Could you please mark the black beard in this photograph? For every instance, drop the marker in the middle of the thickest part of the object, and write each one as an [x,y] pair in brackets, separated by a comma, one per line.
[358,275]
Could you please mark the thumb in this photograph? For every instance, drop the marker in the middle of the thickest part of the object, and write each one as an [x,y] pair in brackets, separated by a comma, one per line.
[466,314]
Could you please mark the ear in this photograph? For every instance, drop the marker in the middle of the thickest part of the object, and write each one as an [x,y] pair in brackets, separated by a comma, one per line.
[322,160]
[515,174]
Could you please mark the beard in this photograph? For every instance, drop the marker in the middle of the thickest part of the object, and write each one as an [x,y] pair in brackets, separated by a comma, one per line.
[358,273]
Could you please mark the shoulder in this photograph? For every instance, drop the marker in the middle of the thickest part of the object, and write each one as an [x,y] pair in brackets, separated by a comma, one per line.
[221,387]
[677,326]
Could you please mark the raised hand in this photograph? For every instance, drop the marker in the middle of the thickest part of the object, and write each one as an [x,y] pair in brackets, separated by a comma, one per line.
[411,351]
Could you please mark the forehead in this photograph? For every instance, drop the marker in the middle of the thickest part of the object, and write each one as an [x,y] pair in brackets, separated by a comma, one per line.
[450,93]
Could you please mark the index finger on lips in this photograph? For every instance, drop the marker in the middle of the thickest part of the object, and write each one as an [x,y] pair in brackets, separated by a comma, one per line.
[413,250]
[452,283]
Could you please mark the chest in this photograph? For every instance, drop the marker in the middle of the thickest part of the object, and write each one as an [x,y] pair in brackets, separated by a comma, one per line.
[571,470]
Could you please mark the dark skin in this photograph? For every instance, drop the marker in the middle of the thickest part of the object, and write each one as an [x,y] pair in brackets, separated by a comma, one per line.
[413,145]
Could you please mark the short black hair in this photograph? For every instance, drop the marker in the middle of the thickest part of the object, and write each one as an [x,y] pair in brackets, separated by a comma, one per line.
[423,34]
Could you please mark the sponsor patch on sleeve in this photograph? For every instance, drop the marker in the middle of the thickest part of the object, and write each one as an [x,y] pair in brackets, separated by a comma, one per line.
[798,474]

□ □ □ □ □ □ □

### WHAT THE TASK ASKS
Starting with the line that has "Could you please mark the chest", print each remaining line of the listing exactly.

### ANSWER FOR THIS EXERCISE
Could you please mark the chest in this photograph? For every instance, drop the marker in the middle of the thickest part of the object, and write each one as an [x,y] pair in brackets, separated by a comma, one per line.
[571,470]
Could you please mark the dark skin in this photograph? For every instance, drop the marker in the middle of the thickest part of the object, and write each one as an [x,y] pair in brackets, separated by a comma, one per line.
[413,145]
Could you please mark the short black hair in this photograph? For every instance, drop the marker in the middle of the thickest part of the object, and write each one as an [x,y] pair in brackets, separated by a comma, one per line.
[423,34]
Could you please mark the sponsor patch on sleeve in this photograph? For every instance, drop the marker in the middle of the thickest part of the object, and write each one as an [x,y] pair in brackets, separated by a comma, one per line.
[798,474]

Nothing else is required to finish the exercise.